>> Start

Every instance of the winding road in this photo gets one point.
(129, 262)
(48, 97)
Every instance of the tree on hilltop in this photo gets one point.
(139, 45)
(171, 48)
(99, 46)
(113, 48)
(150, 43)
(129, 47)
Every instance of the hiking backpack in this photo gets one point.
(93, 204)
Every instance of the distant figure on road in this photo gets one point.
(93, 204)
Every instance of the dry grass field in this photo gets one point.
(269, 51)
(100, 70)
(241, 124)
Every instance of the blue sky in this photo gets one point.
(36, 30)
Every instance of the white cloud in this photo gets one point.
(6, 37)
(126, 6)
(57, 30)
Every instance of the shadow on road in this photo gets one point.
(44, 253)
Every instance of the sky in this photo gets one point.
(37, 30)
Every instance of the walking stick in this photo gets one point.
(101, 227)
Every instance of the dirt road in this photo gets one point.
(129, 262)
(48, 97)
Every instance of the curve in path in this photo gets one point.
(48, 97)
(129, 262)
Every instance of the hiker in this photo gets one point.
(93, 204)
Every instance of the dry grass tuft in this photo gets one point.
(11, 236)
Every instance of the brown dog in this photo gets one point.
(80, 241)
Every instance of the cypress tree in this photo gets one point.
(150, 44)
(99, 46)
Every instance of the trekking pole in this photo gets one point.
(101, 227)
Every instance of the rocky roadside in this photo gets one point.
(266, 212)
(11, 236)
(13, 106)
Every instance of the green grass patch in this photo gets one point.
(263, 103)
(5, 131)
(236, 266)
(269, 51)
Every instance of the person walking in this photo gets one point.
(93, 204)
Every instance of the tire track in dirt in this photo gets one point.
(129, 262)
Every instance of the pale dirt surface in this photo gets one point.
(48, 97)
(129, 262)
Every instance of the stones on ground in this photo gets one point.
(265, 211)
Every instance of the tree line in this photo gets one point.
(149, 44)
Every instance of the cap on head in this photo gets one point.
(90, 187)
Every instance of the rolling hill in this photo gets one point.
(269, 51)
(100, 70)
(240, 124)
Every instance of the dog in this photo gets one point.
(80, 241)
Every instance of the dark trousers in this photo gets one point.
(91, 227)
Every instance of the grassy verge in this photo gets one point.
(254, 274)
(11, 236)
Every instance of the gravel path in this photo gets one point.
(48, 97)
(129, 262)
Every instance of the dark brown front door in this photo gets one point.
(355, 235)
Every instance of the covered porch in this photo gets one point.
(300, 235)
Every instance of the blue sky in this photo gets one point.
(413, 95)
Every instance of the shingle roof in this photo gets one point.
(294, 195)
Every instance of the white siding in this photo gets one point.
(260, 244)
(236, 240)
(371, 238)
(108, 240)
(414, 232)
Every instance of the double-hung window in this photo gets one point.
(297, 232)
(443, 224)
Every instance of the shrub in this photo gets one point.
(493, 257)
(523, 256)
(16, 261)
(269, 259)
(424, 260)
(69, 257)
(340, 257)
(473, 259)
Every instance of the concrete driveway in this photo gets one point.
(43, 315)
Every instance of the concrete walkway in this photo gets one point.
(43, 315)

>> End

#### Task goal:
Could you retype all of the records above, line for line, without altering anything?

#### The answer:
Every instance of the winding road in this photo gets one point.
(129, 262)
(48, 97)
Every instance of the tree on hilltop in this photo gets one point.
(139, 45)
(171, 48)
(99, 46)
(113, 48)
(150, 43)
(129, 47)
Every instance of the hiking backpack in this photo gets one point.
(93, 204)
Every instance of the distant figure on road in this photo gets one point.
(93, 204)
Every instance of the dry grass field in this photo gets one point.
(269, 51)
(100, 70)
(241, 124)
Every instance of the blue sky in this photo gets one point.
(36, 30)
Every instance of the white cloud in this photo gets one point.
(6, 37)
(126, 6)
(57, 30)
Every instance of the shadow on road in this photo gets one point.
(44, 253)
Every instance of the sky in this photo gets one point.
(37, 30)
Every instance of the walking stick in this photo gets one point.
(101, 227)
Every instance of the dirt road in this photo gets one point.
(129, 262)
(48, 97)
Every instance of the curve in path in this photo gets one point.
(48, 97)
(129, 262)
Every instance of the hiker in this photo gets one point.
(93, 204)
Every instance of the dry grass tuft in this photo gets one point.
(11, 236)
Every instance of the brown dog in this photo gets one point.
(80, 241)
Every instance of the cypress tree in this photo gets one point.
(150, 44)
(99, 46)
Every instance of the trekking pole in this photo gets one point.
(101, 227)
Every instance of the rocky roadside in this photo gets one point.
(266, 212)
(11, 236)
(13, 106)
Every instance of the green grass patch in this photo gets one point.
(263, 103)
(5, 131)
(236, 266)
(269, 51)
Every instance of the person walking in this photo gets one point.
(93, 204)
Every instance of the tire track in dirt in this photo gets one point.
(129, 262)
Every instance of the pale dirt surface in this photo gets one point.
(48, 97)
(129, 262)
Every instance of the stones on ground in this photo gets one point.
(265, 211)
Every instance of the tree line in this photo gets one point.
(149, 44)
Every instance of the cap on head in this photo gets one point.
(90, 187)
Every instance of the rolling hill in this photo gets one point.
(269, 51)
(100, 70)
(240, 124)
Every instance of the dog in this photo gets one point.
(80, 241)
Every instance of the dark trousers in this photo gets one point.
(91, 227)
Every instance of the grassy verge in this photo gets one point.
(254, 274)
(11, 236)
Every instance of the gravel path in this photo gets one point.
(48, 97)
(129, 262)
Every instance of the dark brown front door in this photo gets one point.
(355, 235)
Every instance of the covered porch in this photo gets one point.
(300, 235)
Every instance of the blue sky in this photo gets one point.
(413, 95)
Every instance of the shingle roof in this photo gets one point.
(294, 195)
Every instance of the white siding in this photo gets one point.
(260, 244)
(236, 240)
(371, 238)
(108, 240)
(414, 232)
Every instance of the double-hung window in this photo gets one point.
(297, 232)
(443, 224)
Every instance of the shrub in this photo gets one point.
(493, 257)
(523, 256)
(16, 261)
(269, 259)
(424, 260)
(69, 257)
(340, 257)
(473, 259)
Every instance of the concrete driveway in this photo gets one point.
(43, 315)
Every instance of the concrete walkway in this photo gets one point.
(43, 315)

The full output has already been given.